Unravelling the Mechanism of the Lung Tumour Suppressor LIMD1 from Cellular Metabolism to Malignant Transformation.

Lung cancer has a very poor survival rate; for disease to be detected earlier, and managed and treated better then more needs to be understood about how healthy cells are transformed into cancer cells.
Our group has identified a gene called LIMD1 which prevents the transformation of normal, healthy cells into cancer. We have found that LIMD1 is lost from cells as they progress towards becoming cancerous and this is a key step in their transformation. Rapidly dividing cancer cells need a constant supply of energy and exciting new data from our lab have revealed that the loss of LIMD1 from cells affects the way they make this energy, a series of processes broadly called metabolism.

Our project has been designed to thoroughly investigate the way in which loss of LIMD1 causes a switch from "normal" cell metabolism to a "cancerous" state. As well as needing a different amount and balance of nutrients, tumours have dramatically reduced supplies of oxygen and this is also linked to the way they adapt to changes in the requirement for energy. In this respect, we have previously shown that LIMD1 is required by cells to sense and adapt to the levels of oxygen around them. Therefore loss of LIMD1 in cancer cells will dramatically affect the way that they respond to changes in oxygen as tumours grow.

To best observe the transformation of normal human lung tissue into cancer we have adopted a 3D model of a small portion of tissue representative of the human upper airways. Using this model we will seek to determine which pathways of metabolism LIMD1 loss affects and, importantly, if these pathways give us new markers of early stages of lung cancer and potential targets for chemotherapy.

Lung cancer is the most common cancer worldwide, with in excess of 1.61 million new cases diagnosed each year, with 1 in 5 leading to death. The gene LIMD1 is lost early in the progression of non-small cell lung cancer including squamous cell carcinoma (SCC) of the lung and normally functions as a tumour suppressor.
In published work we recently demonstrated that LIMD1 loss results in stabilisation of HIF1 in a number of cell lines, new preliminary data shows that this mechanism is also present in primary human bronchial epithelial cells (HBECs).

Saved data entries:
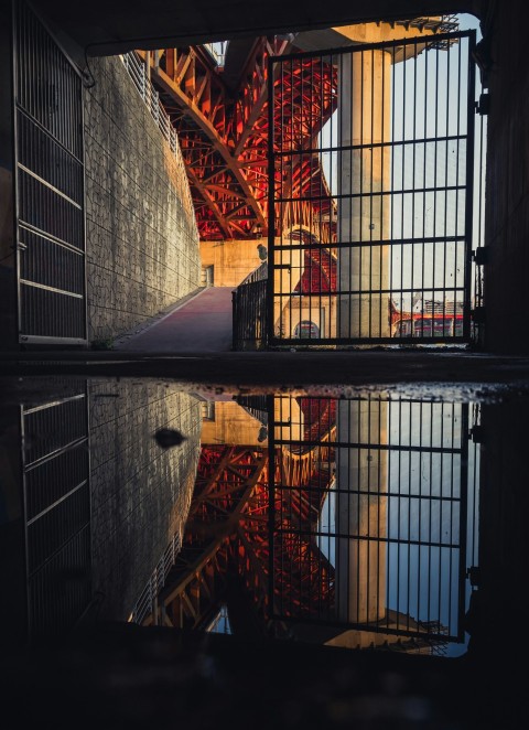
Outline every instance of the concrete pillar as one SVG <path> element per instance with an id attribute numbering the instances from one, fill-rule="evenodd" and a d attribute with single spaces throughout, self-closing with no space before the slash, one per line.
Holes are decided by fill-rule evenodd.
<path id="1" fill-rule="evenodd" d="M 341 401 L 337 418 L 338 442 L 371 447 L 336 450 L 336 534 L 348 536 L 336 538 L 337 618 L 375 622 L 386 615 L 388 402 Z"/>
<path id="2" fill-rule="evenodd" d="M 338 247 L 337 332 L 342 337 L 387 337 L 389 329 L 389 191 L 391 152 L 380 147 L 390 139 L 391 56 L 386 51 L 354 52 L 342 56 L 338 67 L 339 159 L 338 243 L 365 246 Z M 365 195 L 360 197 L 358 195 Z M 349 293 L 350 291 L 365 293 Z M 337 449 L 336 609 L 344 622 L 366 623 L 386 614 L 386 543 L 388 486 L 388 404 L 341 401 L 337 439 L 369 443 L 373 451 Z M 357 492 L 357 494 L 355 494 Z M 369 538 L 369 539 L 365 539 Z"/>
<path id="3" fill-rule="evenodd" d="M 390 139 L 391 55 L 387 51 L 345 54 L 338 65 L 338 243 L 365 246 L 338 247 L 338 333 L 343 337 L 390 335 L 388 294 L 390 229 L 389 191 L 391 150 L 380 147 Z M 359 197 L 364 195 L 365 197 Z M 349 294 L 349 291 L 365 293 Z M 370 293 L 375 292 L 375 293 Z"/>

## [INSTRUCTIONS]
**a.** Reproduce verbatim the passage of the LIMD1 project summary from "Unravelling the Mechanism" up to and including "into cancer cells.".
**b.** According to the LIMD1 project summary, how many new cases of lung cancer are diagnosed worldwide each year?
**c.** Continue the LIMD1 project summary from the point at which it stops.

## [ANSWERS TO THE PROBLEMS]
**a.**
Unravelling the Mechanism of the Lung Tumour Suppressor LIMD1 from Cellular Metabolism to Malignant Transformation.

Lung cancer has a very poor survival rate; for disease to be detected earlier, and managed and treated better then more needs to be understood about how healthy cells are transformed into cancer cells.

**b.** In excess of 1.61 million.

**c.**
We have previously shown that loss of LIMD1 leads to enhanced cellular transformation and exciting preliminary data from our groups shows that LIMD1 may also regulate metabolism, potentially driving this cellular transformation. Increased energy production is important for rapidly growing cells within tumours such as SCC and a shift towards a glycolytic Warburg-like phenotype is a common hallmark of cancer. Loss of LIMD1 leads to increased transcription of a number of genes involved in this metabolic shift. Silencing of LIMD1 also resulted in reduced pyruvate utilization and decreased mitochondrial function, suggesting an important role for LIMD1 in regulation of the mitochondrial energy production.
We hypothesise that loss of LIMD1 occurs in the lung epithelium at an early stage in its transformation towards SCC of the lung. This loss of LIMD1 leads to a metabolic re-programming, that may or may not depend mechanistically on HIF1 stabilisation, which drives this transformation. We will investigate this hypothesis using an organotypic primary HBEC culture where cells are grown at an air liquid interface (ALI) to recapitulate the adult upper airways. We believe that reversal of these LIMD1 loss induced metabolic changes by chemical agents may represent a novel therapeutic avenue for the treatment of SCC.
This exciting project will address the key role of LIMD1 as a master regulator of metabolism, and the Warburg-lik

We have designed our project so that we are able to generate multiple potential forms of impact from our findings. These impacts can be broadly separated into academic, healthcare and patient impact, and commercial impact. Our research findings will enhance the knowledge economy both nationally and globally, and we will present our findings in high quality, high readership journals and at national and international conferences to ensure that our research has this intended impact. Whilst the study itself will focus on basic biology to experimentally test our hypothesis regarding metabolism driving the tumourogenesis of non-small cell lung cancer (NSCLC), there are potential long term health benefits from translation of our research into the clinical stage. Our study is designed to find novel biomarkers of disease, namely a potentially unique cancer metabolite profile, and impact upon future drug treatment for identified subsets of NSCLC by identifying novel tractable molecular mechanisms of metabolic shift during the tumourogenesis of normal lung epithelium into NSCLC. Eventually this will have beneficial health care impacts by helping to inform upon clinical decisions in identifying NSCLC and the best course of treatment.
We believe that the findings from our research will allow us to encourage collaboration with industrial partners and we will actively pursue this to increase the impact of our work. We have previous success in securing patents for our technologies and as such we can identify the potential impact of our research for R&D. Patents PCT/GB09/19773.2 and GB1200743.1 are filed for our work in stem cell biology and the hypoxic response. R&D exploitation of our research findings will benefit the UK economy with increased research funding in the field of metabolism.